▶ [What needs to be done] An exact copy of every entry is the answer here, with no pictures.

▶ [Excerpted data]
Segment Open
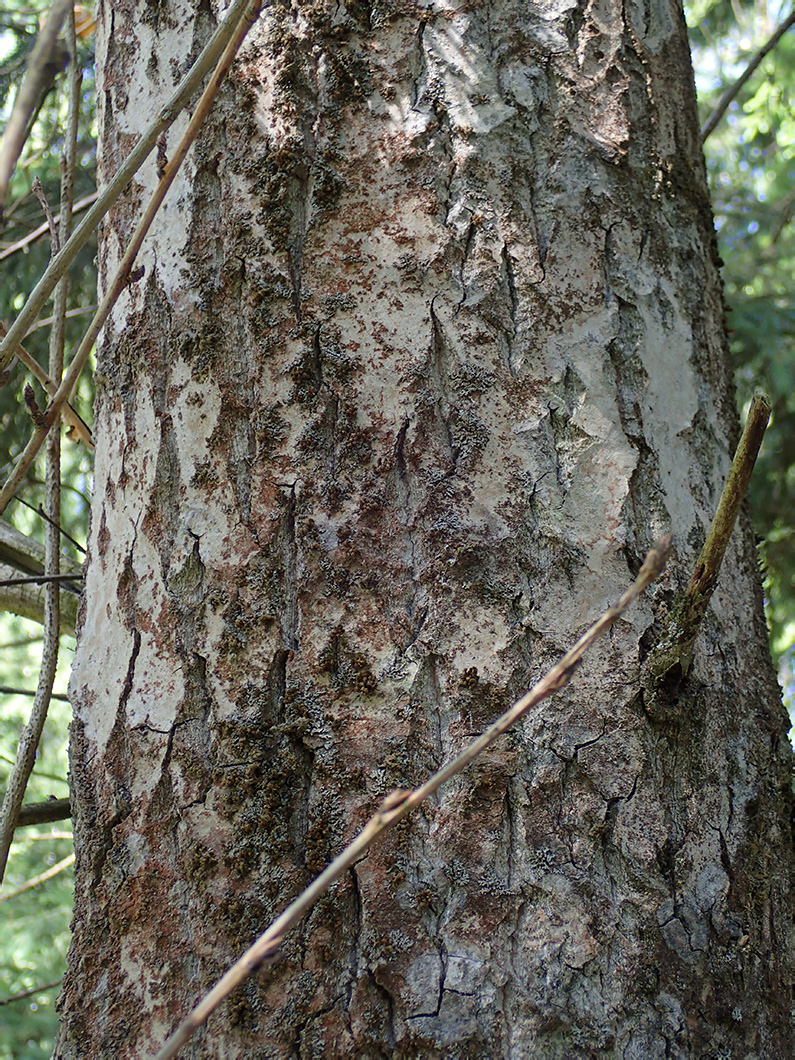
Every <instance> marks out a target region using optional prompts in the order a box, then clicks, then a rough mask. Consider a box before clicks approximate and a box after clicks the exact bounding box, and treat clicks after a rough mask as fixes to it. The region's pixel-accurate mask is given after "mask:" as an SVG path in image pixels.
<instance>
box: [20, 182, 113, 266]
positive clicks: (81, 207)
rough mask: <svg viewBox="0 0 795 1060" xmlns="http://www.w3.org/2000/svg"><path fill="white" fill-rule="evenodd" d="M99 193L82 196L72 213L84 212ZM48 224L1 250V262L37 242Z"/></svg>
mask: <svg viewBox="0 0 795 1060" xmlns="http://www.w3.org/2000/svg"><path fill="white" fill-rule="evenodd" d="M98 194H99V193H98V192H91V194H90V195H86V197H85V198H82V199H81V200H80V202H75V204H74V208H73V210H72V213H82V212H83V211H84V210H86V209H87V208H88V207H89V206H91V204H92V202H95V201H96V196H98ZM55 220H56V222H59V220H60V214H56V215H55ZM47 228H48V225H47V222H45V224H43V225H39V226H38V228H34V229H33V231H32V232H29V233H28V235H25V236H23V238H21V240H18V241H17V242H16V243H12V244H11V245H10V246H7V247H5V249H4V250H0V262H2V261H5V259H6V258H11V257H12V254H16V253H18V252H19V251H20V250H25V249H27V248H28V247H29V246H30V245H31V243H35V242H36V240H38V238H40V236H42V235H43V234H45V232H46V231H47Z"/></svg>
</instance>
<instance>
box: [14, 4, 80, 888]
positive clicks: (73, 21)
mask: <svg viewBox="0 0 795 1060" xmlns="http://www.w3.org/2000/svg"><path fill="white" fill-rule="evenodd" d="M67 41H68V42H67V50H68V53H69V58H70V74H69V109H68V118H67V134H66V147H65V156H64V158H63V159H61V165H60V231H59V233H56V232H54V231H53V244H54V246H53V252H55V251H56V249H57V242H56V241H57V240H58V238H59V237H61V236H63V238H64V240H66V238H68V236H69V233H70V231H71V227H72V212H71V211H72V202H73V201H74V194H73V188H74V166H75V159H76V145H77V118H78V113H80V103H81V98H80V89H81V82H82V76H81V73H80V68H78V61H77V46H76V41H75V36H74V5H73V4H72V3H70V4H69V16H68V28H67ZM46 212H47V215H48V219H51V217H52V214H51V212H50V210H49V207H48V208H47V211H46ZM54 227H55V226H54V223H53V230H54ZM68 288H69V278H68V276H66V275H65V276H63V277H61V279H60V280H59V281H58V284H57V286H56V289H55V298H54V302H53V317H54V321H53V326H52V331H51V332H50V366H49V368H50V377H51V378H52V379H53V382H55V383H58V382H59V381H60V376H61V374H63V371H64V333H65V320H66V310H67V293H68ZM27 389H28V388H25V390H27ZM68 396H69V394H68V393H67V394H66V395H65V398H68ZM34 411H35V407H34ZM34 418H35V417H34ZM59 419H60V412H59V410H56V411H55V412H54V413H53V414H52V417H48V418H46V422H45V424H42V425H41V427H40V428H39V424H38V422H37V432H38V429H43V428H45V427H46V428H49V427H51V426H53V425H54V426H55V427H56V428H57V425H58V422H59ZM45 510H46V512H47V515H48V522H47V524H46V525H45V575H46V577H47V578H48V582H47V584H46V585H45V640H43V646H42V649H41V667H40V669H39V675H38V684H37V687H36V695H35V696H34V699H33V706H32V707H31V717H30V719H29V720H28V724H27V725H25V727H24V729H23V730H22V736H21V738H20V740H19V749H18V752H17V759H16V761H15V763H14V767H13V769H12V771H11V776H10V778H8V787H7V789H6V792H5V796H4V798H3V805H2V810H0V880H2V878H3V876H4V873H5V866H6V864H7V859H8V850H10V848H11V842H12V840H13V838H14V830H15V828H16V827H17V819H18V817H19V810H20V808H21V806H22V799H23V798H24V793H25V790H27V788H28V781H29V779H30V776H31V773H32V772H33V766H34V763H35V761H36V752H37V749H38V744H39V741H40V739H41V732H42V731H43V728H45V722H46V720H47V712H48V710H49V708H50V699H51V696H52V690H53V685H54V683H55V671H56V670H57V666H58V649H59V647H60V596H61V591H60V588H59V585H58V581H59V576H60V533H59V531H58V526H59V524H60V431H59V430H58V429H55V430H53V431H51V432H50V437H49V439H48V445H47V454H46V475H45ZM64 865H66V863H63V866H64ZM55 871H57V867H54V868H53V869H51V870H50V872H49V875H48V873H45V875H43V876H42V877H41V879H42V880H45V879H50V877H51V876H53V875H55ZM32 885H35V884H32ZM23 889H27V887H25V888H23ZM16 893H19V889H18V890H17V891H16Z"/></svg>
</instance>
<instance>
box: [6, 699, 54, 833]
mask: <svg viewBox="0 0 795 1060" xmlns="http://www.w3.org/2000/svg"><path fill="white" fill-rule="evenodd" d="M0 694H2V695H35V694H36V690H35V689H34V688H14V686H13V685H0ZM52 697H53V700H60V701H61V702H64V703H68V702H69V696H68V695H65V694H64V693H63V692H53V693H52ZM23 809H24V807H23ZM55 819H56V820H58V819H60V818H58V817H56V818H55Z"/></svg>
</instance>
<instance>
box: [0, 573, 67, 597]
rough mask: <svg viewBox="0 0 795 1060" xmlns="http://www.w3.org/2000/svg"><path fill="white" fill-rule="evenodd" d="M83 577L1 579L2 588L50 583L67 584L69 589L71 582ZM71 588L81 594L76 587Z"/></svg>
mask: <svg viewBox="0 0 795 1060" xmlns="http://www.w3.org/2000/svg"><path fill="white" fill-rule="evenodd" d="M82 577H83V576H82V575H31V577H30V578H0V586H2V587H3V588H7V587H8V586H10V585H47V583H48V582H65V583H66V584H67V586H68V587H69V582H73V581H74V580H75V579H77V578H82ZM71 588H72V589H73V591H75V593H80V589H78V588H76V586H71Z"/></svg>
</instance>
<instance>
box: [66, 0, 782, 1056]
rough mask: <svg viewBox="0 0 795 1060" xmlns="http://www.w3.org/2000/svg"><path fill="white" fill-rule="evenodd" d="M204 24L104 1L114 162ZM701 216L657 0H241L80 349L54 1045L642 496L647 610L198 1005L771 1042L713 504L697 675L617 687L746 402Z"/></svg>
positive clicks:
Segment Closed
▶ [Your response]
Every <instance> marks out a target region using optional prompts in the order a box, then clicks, then a rough mask. Consider a box before clicks approximate and a box after clicks the exact bounding box, and treat clicks after a rough mask as fixes to it. The region's pixel-accurate mask is given after "mask:" as an SVG path in image pixels.
<instance>
box: [20, 182, 113, 266]
positive clicks: (81, 207)
rough mask: <svg viewBox="0 0 795 1060" xmlns="http://www.w3.org/2000/svg"><path fill="white" fill-rule="evenodd" d="M99 193L82 196L72 213L84 212ZM48 224L1 250V262L37 242Z"/></svg>
mask: <svg viewBox="0 0 795 1060" xmlns="http://www.w3.org/2000/svg"><path fill="white" fill-rule="evenodd" d="M98 194H99V193H98V192H91V194H90V195H86V197H85V198H82V199H81V200H80V202H75V204H74V208H73V210H72V213H82V212H83V211H84V210H86V209H87V208H88V207H89V206H91V204H92V202H95V201H96V196H98ZM55 220H56V222H59V220H60V214H56V215H55ZM47 228H48V225H47V222H45V224H43V225H39V226H38V228H34V229H33V231H32V232H29V233H28V235H25V236H23V238H21V240H18V241H17V242H16V243H12V244H11V245H10V246H7V247H5V249H4V250H0V262H2V261H5V259H6V258H11V257H12V254H16V253H18V252H19V251H20V250H25V249H27V248H28V247H29V246H30V245H31V243H35V242H36V240H38V238H40V236H42V235H43V234H45V232H46V231H47Z"/></svg>
</instance>
<instance>
box: [14, 4, 80, 888]
positive clicks: (73, 21)
mask: <svg viewBox="0 0 795 1060" xmlns="http://www.w3.org/2000/svg"><path fill="white" fill-rule="evenodd" d="M67 41H68V42H67V50H68V53H69V58H70V74H69V109H68V118H67V134H66V147H65V156H64V158H63V159H61V165H60V231H59V233H56V232H54V231H53V244H54V246H53V252H55V251H56V249H57V242H56V241H57V240H58V238H59V237H61V236H63V238H64V240H66V238H68V236H69V233H70V231H71V227H72V212H71V211H72V202H73V201H74V194H73V188H74V166H75V159H76V145H77V118H78V113H80V103H81V98H80V89H81V82H82V76H81V73H80V68H78V61H77V46H76V41H75V36H74V5H73V4H72V3H70V4H69V16H68V28H67ZM46 212H47V215H48V219H51V217H52V214H51V212H50V210H49V207H48V208H47V211H46ZM54 227H55V226H54V223H53V230H54ZM68 288H69V278H68V276H66V275H65V276H63V277H61V279H60V280H59V281H58V284H57V286H56V289H55V298H54V302H53V317H54V321H53V326H52V331H51V332H50V366H49V368H50V377H51V378H52V379H53V382H55V383H58V382H59V381H60V376H61V374H63V371H64V333H65V320H66V310H67V293H68ZM27 389H28V388H25V390H27ZM68 396H69V394H68V393H67V394H66V395H65V398H68ZM34 411H35V407H34ZM34 418H35V417H34ZM59 419H60V412H59V410H56V411H55V412H54V413H53V414H52V417H48V418H46V422H45V424H42V425H41V427H40V428H39V424H38V422H37V432H38V429H43V428H45V427H46V428H49V427H51V426H53V425H54V426H55V427H56V428H57V425H58V422H59ZM45 510H46V512H47V515H48V522H47V524H46V525H45V575H46V577H47V578H48V582H47V584H46V585H45V640H43V646H42V649H41V667H40V669H39V675H38V684H37V687H36V695H35V696H34V699H33V706H32V707H31V717H30V719H29V720H28V724H27V725H25V727H24V729H23V730H22V736H21V738H20V740H19V749H18V752H17V759H16V761H15V763H14V767H13V769H12V771H11V776H10V778H8V787H7V789H6V792H5V796H4V798H3V805H2V810H0V880H2V878H3V876H4V873H5V866H6V864H7V859H8V850H10V848H11V842H12V840H13V838H14V830H15V828H16V827H17V819H18V817H19V810H20V808H21V806H22V799H23V798H24V793H25V790H27V788H28V781H29V779H30V776H31V773H32V772H33V766H34V763H35V761H36V752H37V749H38V744H39V741H40V739H41V732H42V731H43V728H45V722H46V720H47V712H48V710H49V708H50V699H51V696H52V690H53V685H54V683H55V671H56V670H57V666H58V649H59V647H60V596H61V591H60V588H59V585H58V581H59V576H60V533H59V531H58V526H59V524H60V431H59V430H58V429H55V430H53V431H51V432H50V437H49V439H48V445H47V454H46V475H45ZM64 865H66V863H63V866H64ZM55 871H57V867H54V868H53V869H51V870H50V872H49V875H48V873H45V875H43V876H42V877H41V879H42V880H45V879H50V877H51V876H53V875H55ZM32 885H35V884H32ZM23 889H27V887H25V888H23ZM16 893H19V889H18V890H17V891H16Z"/></svg>
</instance>
<instance>
box: [6, 699, 54, 833]
mask: <svg viewBox="0 0 795 1060" xmlns="http://www.w3.org/2000/svg"><path fill="white" fill-rule="evenodd" d="M0 694H2V695H35V694H36V690H35V689H34V688H14V686H13V685H0ZM52 697H53V700H60V701H61V702H64V703H68V702H69V696H68V695H65V694H64V693H63V692H53V693H52ZM23 809H24V807H23ZM55 819H56V820H58V819H60V818H58V817H56V818H55Z"/></svg>
</instance>
<instance>
box: [0, 573, 67, 597]
rough mask: <svg viewBox="0 0 795 1060" xmlns="http://www.w3.org/2000/svg"><path fill="white" fill-rule="evenodd" d="M83 577L1 579L2 588L50 583L67 584L69 589L71 582ZM71 588L81 594L76 587Z"/></svg>
mask: <svg viewBox="0 0 795 1060" xmlns="http://www.w3.org/2000/svg"><path fill="white" fill-rule="evenodd" d="M82 577H83V576H82V575H31V577H30V578H0V586H2V587H3V588H7V587H8V586H10V585H47V583H48V582H65V583H66V584H67V586H68V587H69V582H73V581H74V580H75V579H77V578H82ZM71 588H72V589H73V591H75V593H80V589H78V588H76V586H71Z"/></svg>
</instance>
<instance>
box: [66, 0, 782, 1056]
rough mask: <svg viewBox="0 0 795 1060" xmlns="http://www.w3.org/2000/svg"><path fill="white" fill-rule="evenodd" d="M204 24L104 1L114 162ZM701 216L657 0H241L80 349L54 1045L642 496L647 610L198 1005L771 1042L713 504L697 675L617 687L746 402Z"/></svg>
positive clicks:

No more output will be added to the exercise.